— GOAL —
Rewrite the rows from the very first line through the line containing "x=189, y=119", substituting "mark" for "indicate" and keeping everything else unchanged. Omit the pictures from your answer.

## begin PROVIDED INFORMATION

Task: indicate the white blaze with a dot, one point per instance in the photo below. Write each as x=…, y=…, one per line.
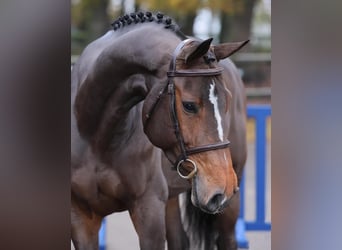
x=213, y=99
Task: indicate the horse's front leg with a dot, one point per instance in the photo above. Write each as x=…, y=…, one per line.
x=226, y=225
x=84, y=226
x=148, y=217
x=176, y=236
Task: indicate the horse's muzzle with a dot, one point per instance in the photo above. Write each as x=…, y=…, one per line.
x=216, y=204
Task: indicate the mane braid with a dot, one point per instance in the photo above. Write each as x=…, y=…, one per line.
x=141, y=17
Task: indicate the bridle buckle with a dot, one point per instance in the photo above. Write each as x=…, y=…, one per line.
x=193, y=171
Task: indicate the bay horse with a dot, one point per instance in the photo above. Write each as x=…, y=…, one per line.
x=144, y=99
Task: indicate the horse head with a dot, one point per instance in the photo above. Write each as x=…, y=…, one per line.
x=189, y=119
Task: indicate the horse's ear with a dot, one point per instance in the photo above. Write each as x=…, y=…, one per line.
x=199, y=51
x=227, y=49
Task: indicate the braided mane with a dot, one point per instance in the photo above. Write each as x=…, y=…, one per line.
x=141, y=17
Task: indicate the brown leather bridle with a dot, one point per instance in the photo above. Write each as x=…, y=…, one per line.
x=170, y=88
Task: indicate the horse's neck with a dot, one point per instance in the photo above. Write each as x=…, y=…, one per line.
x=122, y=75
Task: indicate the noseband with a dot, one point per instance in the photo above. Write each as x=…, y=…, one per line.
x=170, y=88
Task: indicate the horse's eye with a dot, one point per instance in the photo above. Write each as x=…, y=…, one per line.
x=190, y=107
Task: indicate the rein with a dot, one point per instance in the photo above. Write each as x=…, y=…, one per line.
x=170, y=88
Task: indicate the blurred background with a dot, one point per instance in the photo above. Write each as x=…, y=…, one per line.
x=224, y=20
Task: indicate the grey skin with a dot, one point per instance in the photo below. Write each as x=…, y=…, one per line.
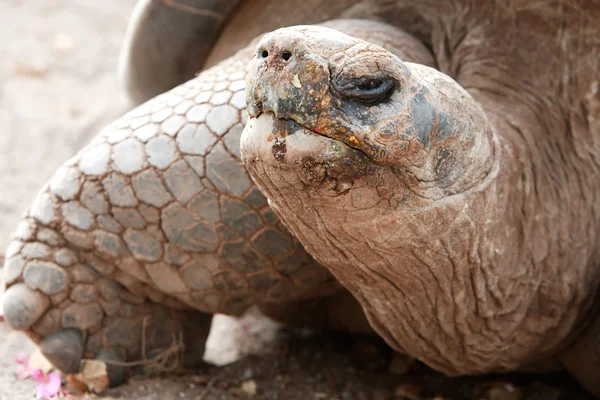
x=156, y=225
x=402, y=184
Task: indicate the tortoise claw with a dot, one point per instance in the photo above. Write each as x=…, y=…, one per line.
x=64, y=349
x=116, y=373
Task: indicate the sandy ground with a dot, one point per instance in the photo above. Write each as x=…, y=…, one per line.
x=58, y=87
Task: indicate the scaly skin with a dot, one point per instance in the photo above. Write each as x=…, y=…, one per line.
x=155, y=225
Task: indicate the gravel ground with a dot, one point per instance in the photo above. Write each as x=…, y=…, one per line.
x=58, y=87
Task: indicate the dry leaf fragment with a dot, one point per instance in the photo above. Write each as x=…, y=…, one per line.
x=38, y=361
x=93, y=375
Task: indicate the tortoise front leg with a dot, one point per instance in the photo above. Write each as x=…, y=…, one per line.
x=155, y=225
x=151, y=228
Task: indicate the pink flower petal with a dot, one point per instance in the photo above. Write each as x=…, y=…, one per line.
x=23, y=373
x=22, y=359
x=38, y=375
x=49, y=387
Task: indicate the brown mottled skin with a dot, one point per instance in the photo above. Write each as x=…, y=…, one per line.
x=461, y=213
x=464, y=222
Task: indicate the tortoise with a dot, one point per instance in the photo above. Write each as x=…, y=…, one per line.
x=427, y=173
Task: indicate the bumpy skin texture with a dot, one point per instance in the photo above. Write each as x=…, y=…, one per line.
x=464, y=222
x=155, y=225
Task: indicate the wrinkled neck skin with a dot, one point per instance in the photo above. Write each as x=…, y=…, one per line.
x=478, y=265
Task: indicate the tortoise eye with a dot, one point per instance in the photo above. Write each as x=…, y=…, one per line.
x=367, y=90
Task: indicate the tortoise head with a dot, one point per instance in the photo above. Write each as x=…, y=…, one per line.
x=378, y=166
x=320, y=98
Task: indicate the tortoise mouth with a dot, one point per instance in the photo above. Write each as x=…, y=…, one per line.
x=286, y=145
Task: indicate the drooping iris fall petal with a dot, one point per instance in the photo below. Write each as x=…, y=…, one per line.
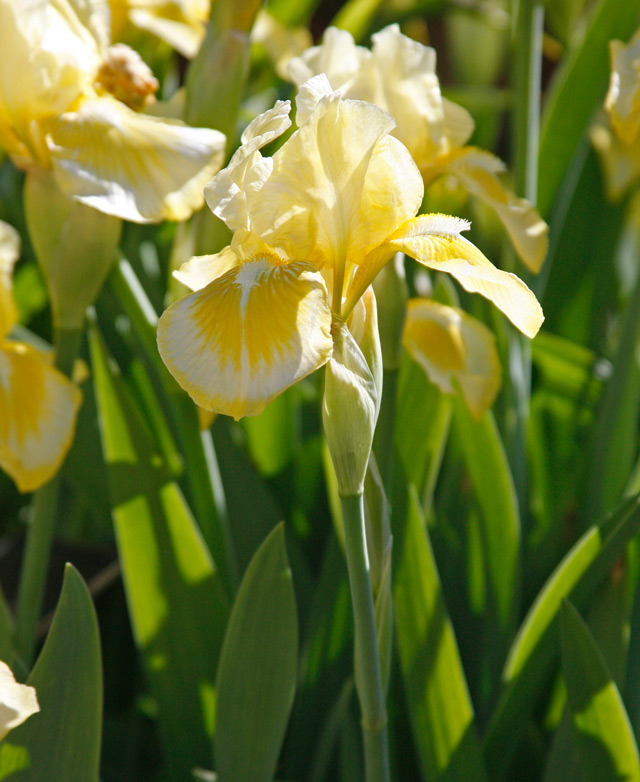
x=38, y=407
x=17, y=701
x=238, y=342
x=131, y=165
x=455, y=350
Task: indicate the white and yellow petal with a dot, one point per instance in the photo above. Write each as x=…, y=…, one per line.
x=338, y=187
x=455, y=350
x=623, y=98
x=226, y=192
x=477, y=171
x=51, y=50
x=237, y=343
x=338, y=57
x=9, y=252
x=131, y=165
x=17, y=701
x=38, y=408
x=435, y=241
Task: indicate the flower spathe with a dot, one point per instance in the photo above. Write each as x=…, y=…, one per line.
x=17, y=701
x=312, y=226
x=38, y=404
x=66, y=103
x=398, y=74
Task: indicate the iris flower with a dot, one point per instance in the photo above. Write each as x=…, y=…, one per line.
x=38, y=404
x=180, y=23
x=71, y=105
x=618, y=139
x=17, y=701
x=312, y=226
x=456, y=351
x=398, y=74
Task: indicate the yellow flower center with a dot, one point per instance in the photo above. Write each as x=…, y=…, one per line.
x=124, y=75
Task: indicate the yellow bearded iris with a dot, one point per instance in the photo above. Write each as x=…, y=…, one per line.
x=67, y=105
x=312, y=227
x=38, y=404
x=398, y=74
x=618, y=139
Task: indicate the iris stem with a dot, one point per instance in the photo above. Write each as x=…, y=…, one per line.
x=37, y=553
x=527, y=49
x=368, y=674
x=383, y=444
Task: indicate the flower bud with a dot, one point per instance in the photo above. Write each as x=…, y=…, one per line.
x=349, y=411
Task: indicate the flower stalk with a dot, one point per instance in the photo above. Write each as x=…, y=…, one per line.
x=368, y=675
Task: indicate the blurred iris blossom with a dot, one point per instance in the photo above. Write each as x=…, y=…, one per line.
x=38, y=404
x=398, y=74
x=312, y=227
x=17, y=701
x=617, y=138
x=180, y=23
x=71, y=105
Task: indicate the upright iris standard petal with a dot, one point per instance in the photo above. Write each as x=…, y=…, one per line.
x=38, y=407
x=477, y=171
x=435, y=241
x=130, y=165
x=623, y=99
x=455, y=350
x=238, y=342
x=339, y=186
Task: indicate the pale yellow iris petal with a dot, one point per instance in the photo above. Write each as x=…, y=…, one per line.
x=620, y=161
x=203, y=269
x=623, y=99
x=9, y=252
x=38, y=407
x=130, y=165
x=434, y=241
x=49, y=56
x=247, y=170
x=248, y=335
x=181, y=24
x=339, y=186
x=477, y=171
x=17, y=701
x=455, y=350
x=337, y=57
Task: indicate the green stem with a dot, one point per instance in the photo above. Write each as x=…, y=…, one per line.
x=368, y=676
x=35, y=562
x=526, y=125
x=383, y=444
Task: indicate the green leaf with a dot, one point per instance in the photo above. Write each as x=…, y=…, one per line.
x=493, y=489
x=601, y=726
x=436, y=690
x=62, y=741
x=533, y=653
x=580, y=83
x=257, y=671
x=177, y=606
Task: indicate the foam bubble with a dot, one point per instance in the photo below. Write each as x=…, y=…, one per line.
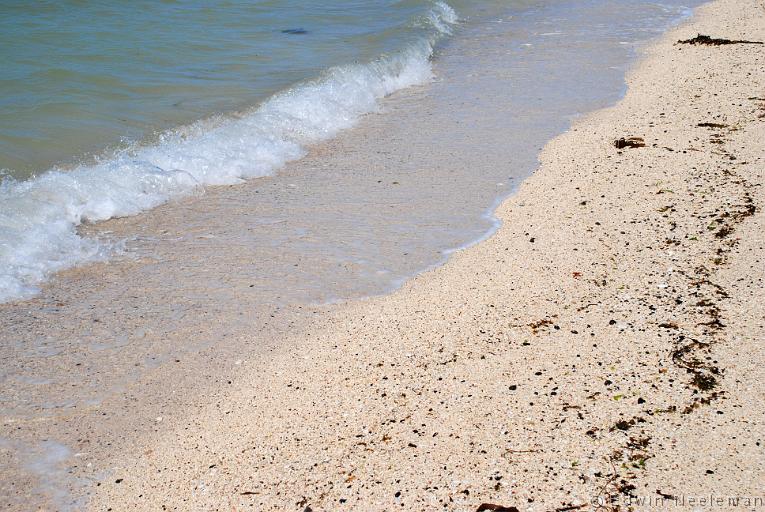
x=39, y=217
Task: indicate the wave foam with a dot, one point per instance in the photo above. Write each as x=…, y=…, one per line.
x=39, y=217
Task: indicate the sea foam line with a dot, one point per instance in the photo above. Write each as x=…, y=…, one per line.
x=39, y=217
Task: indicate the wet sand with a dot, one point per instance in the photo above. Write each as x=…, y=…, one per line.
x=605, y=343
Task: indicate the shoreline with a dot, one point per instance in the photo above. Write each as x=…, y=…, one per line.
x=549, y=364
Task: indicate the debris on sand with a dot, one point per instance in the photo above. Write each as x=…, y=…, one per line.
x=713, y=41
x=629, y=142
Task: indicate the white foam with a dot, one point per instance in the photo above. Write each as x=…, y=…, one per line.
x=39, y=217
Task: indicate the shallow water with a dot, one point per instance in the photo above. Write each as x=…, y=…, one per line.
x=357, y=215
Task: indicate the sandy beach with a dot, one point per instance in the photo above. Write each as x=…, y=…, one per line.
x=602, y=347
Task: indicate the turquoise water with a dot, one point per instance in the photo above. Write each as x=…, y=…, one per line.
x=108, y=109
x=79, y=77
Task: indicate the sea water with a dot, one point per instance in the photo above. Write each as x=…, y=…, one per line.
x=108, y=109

## end PROVIDED INFORMATION

— WRITTEN ANSWER —
Task: mark the white blaze with a dot, one point per instance in the photo below. Write each as x=…, y=…, one per line.
x=213, y=99
Task: mark the horse's front leg with a dot, one point per instance in the photo above. Write each as x=…, y=…, one per line.
x=226, y=225
x=84, y=226
x=148, y=217
x=176, y=236
Task: mark the horse's muzzle with a dot, one point per instance in the photo above. Write each as x=…, y=…, one per line.
x=216, y=204
Task: mark the mane braid with a dot, one point per instance in the photo above. Write each as x=…, y=…, one per line.
x=141, y=17
Task: mark the bridle buckle with a dot, one point per instance in the photo above. Write each as x=…, y=…, one per line.
x=193, y=171
Task: mark the bay horse with a dot, one point per instance in the photo above. Write each as x=…, y=…, one per line.
x=144, y=99
Task: mark the horse head with a dot, one point per instance in the photo above. Write each as x=…, y=…, one per line.
x=189, y=119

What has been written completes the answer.